> _ページ抜粋_
===============

Q51 父は,生前事業を営んでいたのですが,多額の負債を残して亡くなりました。私や他の相続人が父に代わり借金の支払いをしなければならないのでしょうか?

A51 相続放棄をしない限り,多額の借金についても相続することになるので,お父さんの借金を支払うことになってしまいます。亡くなられた方(被相続人)が多額の借金を抱え,資産よりも借金の方が多い場合には,相続放棄の手続をしなければければなりません。
プラスの財産だけでなくマイナスの財産である借金等も相続し,借金を除外しプラスの財産だけを相続するというわけにはいきません。資産より借金の方が多いのであれば,相続放棄を検討すべきです。

Q52 父が多額の負債を抱えたまま亡くなったため相続放棄を考えています。相続放棄をするにあたって何か手続きが必要になるのですか?

A52 相続放棄は,口頭や書面で相続放棄をすると表明するだけでは認められません。相続放棄の手続は,相続を受けた(被相続人が亡くなった)ことを知ったときから,3ヶ月以内に家庭裁判所に対して,相続放棄の申立てを行う必要があります。
家庭裁判所に対する申立を行うことなく3ヶ月が経過してしまいますと相続の放棄ができないということにもなりますので注意が必要です。

===============

> _提供項目一覧_
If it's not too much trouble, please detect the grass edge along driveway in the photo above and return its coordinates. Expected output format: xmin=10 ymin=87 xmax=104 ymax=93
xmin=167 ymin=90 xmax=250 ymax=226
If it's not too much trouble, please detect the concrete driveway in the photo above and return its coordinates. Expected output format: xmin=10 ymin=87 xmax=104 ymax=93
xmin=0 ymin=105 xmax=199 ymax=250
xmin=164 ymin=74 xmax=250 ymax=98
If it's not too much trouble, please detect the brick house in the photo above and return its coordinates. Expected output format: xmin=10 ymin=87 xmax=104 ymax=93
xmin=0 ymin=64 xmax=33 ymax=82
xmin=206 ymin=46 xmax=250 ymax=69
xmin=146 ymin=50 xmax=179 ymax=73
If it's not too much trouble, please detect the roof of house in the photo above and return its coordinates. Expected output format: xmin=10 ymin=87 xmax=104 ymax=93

===============

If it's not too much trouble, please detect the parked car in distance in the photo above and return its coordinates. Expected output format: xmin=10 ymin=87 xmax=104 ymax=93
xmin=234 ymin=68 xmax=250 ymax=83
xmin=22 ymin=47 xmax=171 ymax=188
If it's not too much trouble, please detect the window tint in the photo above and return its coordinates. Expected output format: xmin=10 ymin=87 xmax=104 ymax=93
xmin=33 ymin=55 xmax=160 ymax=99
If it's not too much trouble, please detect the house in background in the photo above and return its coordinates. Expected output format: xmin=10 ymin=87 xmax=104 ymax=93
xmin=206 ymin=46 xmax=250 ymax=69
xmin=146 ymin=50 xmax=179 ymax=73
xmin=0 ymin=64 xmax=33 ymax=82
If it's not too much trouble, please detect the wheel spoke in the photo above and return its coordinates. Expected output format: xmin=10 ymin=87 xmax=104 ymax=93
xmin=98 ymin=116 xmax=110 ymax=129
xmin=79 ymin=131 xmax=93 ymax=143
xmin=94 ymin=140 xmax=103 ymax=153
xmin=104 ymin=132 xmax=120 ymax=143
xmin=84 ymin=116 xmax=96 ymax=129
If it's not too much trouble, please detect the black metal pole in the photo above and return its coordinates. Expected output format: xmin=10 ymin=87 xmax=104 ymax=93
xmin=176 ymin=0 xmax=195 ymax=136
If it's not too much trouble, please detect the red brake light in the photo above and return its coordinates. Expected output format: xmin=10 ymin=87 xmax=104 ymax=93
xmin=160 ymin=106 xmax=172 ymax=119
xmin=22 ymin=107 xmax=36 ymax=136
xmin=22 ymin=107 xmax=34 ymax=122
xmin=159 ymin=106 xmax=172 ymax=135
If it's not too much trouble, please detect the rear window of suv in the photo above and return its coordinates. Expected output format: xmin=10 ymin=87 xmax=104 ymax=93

===============

> _学習課題_
1. 次の(a)〜(c)がページ抜粋の内容と一致するかどうかを「はい」または「いいえ」で答え、判断の根拠となる本文の語句をそのまま引用しなさい。(a) 相続放棄は、口頭で放棄すると表明するだけで認められる。(b) 相続放棄の申立ては家庭裁判所に対して行う。(c) 借金を除いてプラスの財産だけを相続することができる。
2. 項目のうち、「If it's not too much trouble, please detect the window」を含む行から書き始め、「If it's not too much trouble, please detect the rear」を含む行までを、「Expected output format」を「Required output format」に書き換えて示しなさい。ほかの部分は一切変えず、この範囲の行だけを書くこと。

> _解答一覧_
1.
(a) いいえ。「相続放棄は,口頭や書面で相続放棄をすると表明するだけでは認められません。」
(b) はい。「3ヶ月以内に家庭裁判所に対して,相続放棄の申立てを行う必要があります」
(c) いいえ。「借金を除外しプラスの財産だけを相続するというわけにはいきません」

2.
If it's not too much trouble, please detect the window tint in the photo above and return its coordinates. Required output format: xmin=10 ymin=87 xmax=104 ymax=93
xmin=33 ymin=55 xmax=160 ymax=99
If it's not too much trouble, please detect the house in background in the photo above and return its coordinates. Required output format: xmin=10 ymin=87 xmax=104 ymax=93
xmin=206 ymin=46 xmax=250 ymax=69
xmin=146 ymin=50 xmax=179 ymax=73
xmin=0 ymin=64 xmax=33 ymax=82
If it's not too much trouble, please detect the wheel spoke in the photo above and return its coordinates. Required output format: xmin=10 ymin=87 xmax=104 ymax=93
xmin=98 ymin=116 xmax=110 ymax=129
xmin=79 ymin=131 xmax=93 ymax=143
xmin=94 ymin=140 xmax=103 ymax=153
xmin=104 ymin=132 xmax=120 ymax=143
xmin=84 ymin=116 xmax=96 ymax=129
If it's not too much trouble, please detect the black metal pole in the photo above and return its coordinates. Required output format: xmin=10 ymin=87 xmax=104 ymax=93
xmin=176 ymin=0 xmax=195 ymax=136
If it's not too much trouble, please detect the red brake light in the photo above and return its coordinates. Required output format: xmin=10 ymin=87 xmax=104 ymax=93
xmin=160 ymin=106 xmax=172 ymax=119
xmin=22 ymin=107 xmax=36 ymax=136
xmin=22 ymin=107 xmax=34 ymax=122
xmin=159 ymin=106 xmax=172 ymax=135
If it's not too much trouble, please detect the rear window of suv in the photo above and return its coordinates. Required output format: xmin=10 ymin=87 xmax=104 ymax=93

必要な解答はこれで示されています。